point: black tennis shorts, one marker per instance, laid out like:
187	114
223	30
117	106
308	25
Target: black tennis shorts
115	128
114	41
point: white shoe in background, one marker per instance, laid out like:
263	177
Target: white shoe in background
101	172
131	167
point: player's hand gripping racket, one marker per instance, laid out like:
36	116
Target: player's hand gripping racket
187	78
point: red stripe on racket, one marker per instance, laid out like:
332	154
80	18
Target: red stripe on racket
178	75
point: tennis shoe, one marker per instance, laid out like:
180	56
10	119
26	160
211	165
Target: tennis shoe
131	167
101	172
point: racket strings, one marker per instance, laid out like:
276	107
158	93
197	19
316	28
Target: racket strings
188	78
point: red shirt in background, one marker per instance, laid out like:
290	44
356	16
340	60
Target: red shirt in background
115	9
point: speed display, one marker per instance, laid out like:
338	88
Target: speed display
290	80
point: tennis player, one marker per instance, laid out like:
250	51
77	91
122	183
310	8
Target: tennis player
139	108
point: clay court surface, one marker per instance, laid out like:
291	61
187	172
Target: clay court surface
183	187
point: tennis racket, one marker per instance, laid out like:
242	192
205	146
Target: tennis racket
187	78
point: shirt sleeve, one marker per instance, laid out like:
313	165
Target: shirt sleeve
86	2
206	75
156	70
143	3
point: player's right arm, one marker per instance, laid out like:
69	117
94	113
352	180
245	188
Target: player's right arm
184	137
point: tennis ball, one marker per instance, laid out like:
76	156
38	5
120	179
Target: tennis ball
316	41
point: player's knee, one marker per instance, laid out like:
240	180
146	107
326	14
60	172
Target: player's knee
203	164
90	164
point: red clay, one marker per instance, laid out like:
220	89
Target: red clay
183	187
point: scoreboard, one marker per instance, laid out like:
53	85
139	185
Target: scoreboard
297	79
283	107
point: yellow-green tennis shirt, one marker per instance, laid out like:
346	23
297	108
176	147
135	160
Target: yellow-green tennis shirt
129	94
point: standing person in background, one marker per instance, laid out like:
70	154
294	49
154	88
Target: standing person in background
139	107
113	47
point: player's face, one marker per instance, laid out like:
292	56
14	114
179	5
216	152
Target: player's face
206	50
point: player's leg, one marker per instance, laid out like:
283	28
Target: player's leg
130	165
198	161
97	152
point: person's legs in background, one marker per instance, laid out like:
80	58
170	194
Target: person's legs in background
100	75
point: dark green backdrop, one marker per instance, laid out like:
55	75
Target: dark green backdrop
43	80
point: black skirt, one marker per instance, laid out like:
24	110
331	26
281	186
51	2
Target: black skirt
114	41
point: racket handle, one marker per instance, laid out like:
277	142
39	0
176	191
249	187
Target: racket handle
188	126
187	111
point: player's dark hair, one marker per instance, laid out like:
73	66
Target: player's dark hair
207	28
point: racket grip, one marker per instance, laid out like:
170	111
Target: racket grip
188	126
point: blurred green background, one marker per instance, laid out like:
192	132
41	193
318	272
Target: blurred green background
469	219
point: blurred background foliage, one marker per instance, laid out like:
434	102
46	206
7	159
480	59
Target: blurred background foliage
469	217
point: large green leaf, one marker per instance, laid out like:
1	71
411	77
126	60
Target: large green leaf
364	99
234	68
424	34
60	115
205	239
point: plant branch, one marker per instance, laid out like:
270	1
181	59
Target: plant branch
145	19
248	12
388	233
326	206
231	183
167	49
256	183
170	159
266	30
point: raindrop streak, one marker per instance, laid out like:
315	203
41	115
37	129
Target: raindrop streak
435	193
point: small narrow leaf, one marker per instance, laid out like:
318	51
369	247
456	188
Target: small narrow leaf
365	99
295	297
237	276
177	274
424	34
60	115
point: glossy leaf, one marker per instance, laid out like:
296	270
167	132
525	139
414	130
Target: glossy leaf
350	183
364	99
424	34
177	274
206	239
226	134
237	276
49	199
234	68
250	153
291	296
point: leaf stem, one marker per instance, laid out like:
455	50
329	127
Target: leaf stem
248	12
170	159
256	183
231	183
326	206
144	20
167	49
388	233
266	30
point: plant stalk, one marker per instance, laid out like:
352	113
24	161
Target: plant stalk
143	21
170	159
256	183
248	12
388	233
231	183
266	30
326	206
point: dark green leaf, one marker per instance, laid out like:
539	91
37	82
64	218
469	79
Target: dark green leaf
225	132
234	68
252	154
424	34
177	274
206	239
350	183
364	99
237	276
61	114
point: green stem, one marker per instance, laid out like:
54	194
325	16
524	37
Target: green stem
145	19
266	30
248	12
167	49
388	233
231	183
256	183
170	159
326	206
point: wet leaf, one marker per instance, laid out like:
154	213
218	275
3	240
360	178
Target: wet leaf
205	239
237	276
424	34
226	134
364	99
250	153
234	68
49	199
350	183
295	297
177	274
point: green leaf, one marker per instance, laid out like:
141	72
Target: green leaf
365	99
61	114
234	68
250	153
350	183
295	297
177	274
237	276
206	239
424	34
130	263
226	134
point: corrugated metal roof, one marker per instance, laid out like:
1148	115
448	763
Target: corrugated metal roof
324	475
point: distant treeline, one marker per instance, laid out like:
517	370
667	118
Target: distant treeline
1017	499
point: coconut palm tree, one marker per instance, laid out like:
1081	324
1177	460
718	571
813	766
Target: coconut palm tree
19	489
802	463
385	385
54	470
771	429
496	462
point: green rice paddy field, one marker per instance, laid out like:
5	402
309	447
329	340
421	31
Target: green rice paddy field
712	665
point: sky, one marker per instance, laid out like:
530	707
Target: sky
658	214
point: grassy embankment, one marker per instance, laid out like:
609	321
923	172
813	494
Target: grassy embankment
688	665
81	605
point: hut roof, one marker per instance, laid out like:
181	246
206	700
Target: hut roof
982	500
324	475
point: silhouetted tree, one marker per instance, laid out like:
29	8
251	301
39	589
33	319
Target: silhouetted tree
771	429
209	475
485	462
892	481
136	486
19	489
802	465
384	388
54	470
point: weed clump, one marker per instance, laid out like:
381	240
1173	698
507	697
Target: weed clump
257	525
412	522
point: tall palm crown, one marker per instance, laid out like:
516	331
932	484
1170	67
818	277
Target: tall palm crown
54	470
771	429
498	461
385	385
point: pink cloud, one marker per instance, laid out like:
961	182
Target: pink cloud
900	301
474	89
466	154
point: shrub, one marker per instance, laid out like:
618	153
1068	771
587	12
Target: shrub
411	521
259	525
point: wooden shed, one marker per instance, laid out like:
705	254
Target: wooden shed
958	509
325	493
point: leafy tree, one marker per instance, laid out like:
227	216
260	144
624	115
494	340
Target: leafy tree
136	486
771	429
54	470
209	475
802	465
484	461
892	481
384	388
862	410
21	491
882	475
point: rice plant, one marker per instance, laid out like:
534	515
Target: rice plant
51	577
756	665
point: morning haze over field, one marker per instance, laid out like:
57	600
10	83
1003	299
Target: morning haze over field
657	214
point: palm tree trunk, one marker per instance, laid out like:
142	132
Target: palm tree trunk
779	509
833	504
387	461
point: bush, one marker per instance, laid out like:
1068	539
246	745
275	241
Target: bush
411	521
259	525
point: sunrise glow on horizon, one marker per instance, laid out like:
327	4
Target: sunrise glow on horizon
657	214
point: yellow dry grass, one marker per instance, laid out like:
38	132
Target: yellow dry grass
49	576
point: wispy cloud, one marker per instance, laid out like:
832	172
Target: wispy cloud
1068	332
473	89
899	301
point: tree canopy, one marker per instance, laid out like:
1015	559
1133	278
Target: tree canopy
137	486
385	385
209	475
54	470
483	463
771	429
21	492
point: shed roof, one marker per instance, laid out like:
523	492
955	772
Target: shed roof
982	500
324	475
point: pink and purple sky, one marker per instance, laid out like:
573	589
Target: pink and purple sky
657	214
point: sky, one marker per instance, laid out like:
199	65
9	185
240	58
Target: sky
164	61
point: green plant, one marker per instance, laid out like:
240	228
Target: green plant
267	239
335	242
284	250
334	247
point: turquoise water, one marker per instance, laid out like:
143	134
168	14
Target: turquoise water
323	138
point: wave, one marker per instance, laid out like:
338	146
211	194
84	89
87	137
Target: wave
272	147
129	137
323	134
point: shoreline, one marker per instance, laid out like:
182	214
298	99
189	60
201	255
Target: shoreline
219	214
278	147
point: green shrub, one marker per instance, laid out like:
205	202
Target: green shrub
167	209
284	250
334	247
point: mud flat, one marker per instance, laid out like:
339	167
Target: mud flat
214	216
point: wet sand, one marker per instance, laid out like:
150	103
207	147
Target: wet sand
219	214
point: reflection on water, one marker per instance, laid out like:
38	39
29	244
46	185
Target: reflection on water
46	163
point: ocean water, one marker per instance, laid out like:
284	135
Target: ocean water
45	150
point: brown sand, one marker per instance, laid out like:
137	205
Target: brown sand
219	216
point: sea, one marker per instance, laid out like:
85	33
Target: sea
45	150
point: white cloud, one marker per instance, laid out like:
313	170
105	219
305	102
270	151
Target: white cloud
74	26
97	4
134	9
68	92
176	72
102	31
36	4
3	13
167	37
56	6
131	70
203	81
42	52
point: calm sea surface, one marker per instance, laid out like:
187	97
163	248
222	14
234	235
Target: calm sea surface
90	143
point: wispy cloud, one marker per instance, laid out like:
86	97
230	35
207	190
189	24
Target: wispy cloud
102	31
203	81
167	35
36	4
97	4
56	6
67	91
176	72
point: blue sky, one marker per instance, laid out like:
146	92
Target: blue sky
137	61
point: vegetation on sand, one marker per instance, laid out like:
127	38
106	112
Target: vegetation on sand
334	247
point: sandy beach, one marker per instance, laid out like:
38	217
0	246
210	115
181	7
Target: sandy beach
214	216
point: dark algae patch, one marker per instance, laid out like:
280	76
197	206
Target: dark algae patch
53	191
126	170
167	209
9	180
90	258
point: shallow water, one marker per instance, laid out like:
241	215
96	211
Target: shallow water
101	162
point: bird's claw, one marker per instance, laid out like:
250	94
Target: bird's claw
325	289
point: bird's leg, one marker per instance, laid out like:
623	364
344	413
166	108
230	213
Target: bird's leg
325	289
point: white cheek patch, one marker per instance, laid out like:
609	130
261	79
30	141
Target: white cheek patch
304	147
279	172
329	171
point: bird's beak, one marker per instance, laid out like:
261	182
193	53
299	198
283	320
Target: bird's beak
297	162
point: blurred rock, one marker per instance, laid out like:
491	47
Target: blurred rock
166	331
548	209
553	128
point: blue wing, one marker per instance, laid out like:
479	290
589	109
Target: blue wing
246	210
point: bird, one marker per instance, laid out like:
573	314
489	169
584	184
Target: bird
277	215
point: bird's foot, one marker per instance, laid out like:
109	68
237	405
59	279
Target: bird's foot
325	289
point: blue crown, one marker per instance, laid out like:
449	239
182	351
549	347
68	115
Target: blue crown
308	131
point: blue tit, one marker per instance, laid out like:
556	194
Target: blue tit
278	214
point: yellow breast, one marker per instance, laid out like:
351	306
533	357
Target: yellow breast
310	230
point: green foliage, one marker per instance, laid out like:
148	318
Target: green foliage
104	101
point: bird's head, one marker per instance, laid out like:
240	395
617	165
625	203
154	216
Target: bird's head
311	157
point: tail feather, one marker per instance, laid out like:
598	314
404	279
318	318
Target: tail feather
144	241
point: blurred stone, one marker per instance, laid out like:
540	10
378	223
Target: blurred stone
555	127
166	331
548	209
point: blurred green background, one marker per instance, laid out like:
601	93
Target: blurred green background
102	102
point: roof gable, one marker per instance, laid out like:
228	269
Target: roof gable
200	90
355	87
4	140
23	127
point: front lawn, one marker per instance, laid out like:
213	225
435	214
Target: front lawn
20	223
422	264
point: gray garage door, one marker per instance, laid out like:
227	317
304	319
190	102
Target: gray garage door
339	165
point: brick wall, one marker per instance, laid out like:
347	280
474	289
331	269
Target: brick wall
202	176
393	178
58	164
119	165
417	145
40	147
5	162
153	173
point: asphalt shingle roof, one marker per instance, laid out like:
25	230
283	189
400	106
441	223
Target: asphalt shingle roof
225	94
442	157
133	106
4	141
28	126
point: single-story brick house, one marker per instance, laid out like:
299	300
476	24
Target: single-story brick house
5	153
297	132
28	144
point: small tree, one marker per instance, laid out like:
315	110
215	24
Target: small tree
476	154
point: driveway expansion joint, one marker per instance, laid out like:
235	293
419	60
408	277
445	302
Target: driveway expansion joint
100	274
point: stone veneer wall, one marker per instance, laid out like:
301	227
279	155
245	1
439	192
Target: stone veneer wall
== == ==
## Exercise requirements
Repeat exactly, and only, the lines of the records above, starting with the line that contains "point: asphalt shingle" and ending with the final line, both included.

## Exercise output
point: asphalt shingle roof, one marker per instance, laid out like:
25	230
283	189
400	106
441	223
Target: asphalt shingle roof
225	94
442	157
133	106
4	141
28	126
point: single-story brick house, one marker per instance, laid out like:
299	300
476	24
Target: single-story brick house
5	153
297	132
28	144
point: small tree, one marker per instance, laid out like:
315	110
215	24
Target: small tree
476	154
point: driveway expansion joint, one marker per instance, laid out like:
235	293
419	60
408	277
445	302
Target: driveway expansion joint
100	274
point: stone veneer wall, one marker per instance, laid out like:
301	227
279	155
245	1
439	192
Target: stone veneer wall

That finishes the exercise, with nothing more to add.